Return each line of the data below that contains the string "chair", treating the match as case-sensitive.

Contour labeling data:
◇ ◇ ◇

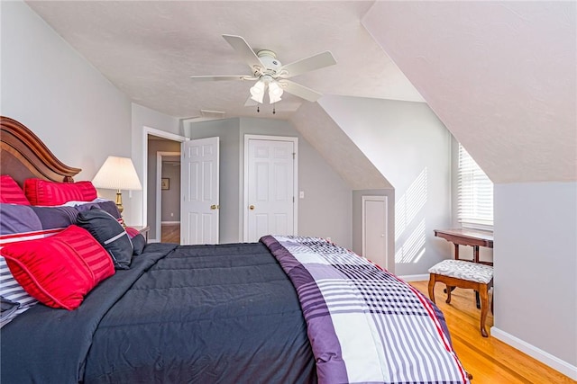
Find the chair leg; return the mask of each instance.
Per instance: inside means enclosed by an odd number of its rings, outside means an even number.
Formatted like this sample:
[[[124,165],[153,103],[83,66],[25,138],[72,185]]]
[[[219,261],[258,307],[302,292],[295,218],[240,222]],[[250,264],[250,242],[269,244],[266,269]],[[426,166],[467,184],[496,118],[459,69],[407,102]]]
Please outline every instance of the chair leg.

◇ ◇ ◇

### Task result
Find the chair leg; return the mask of each instance.
Please outline every instance of the chair leg.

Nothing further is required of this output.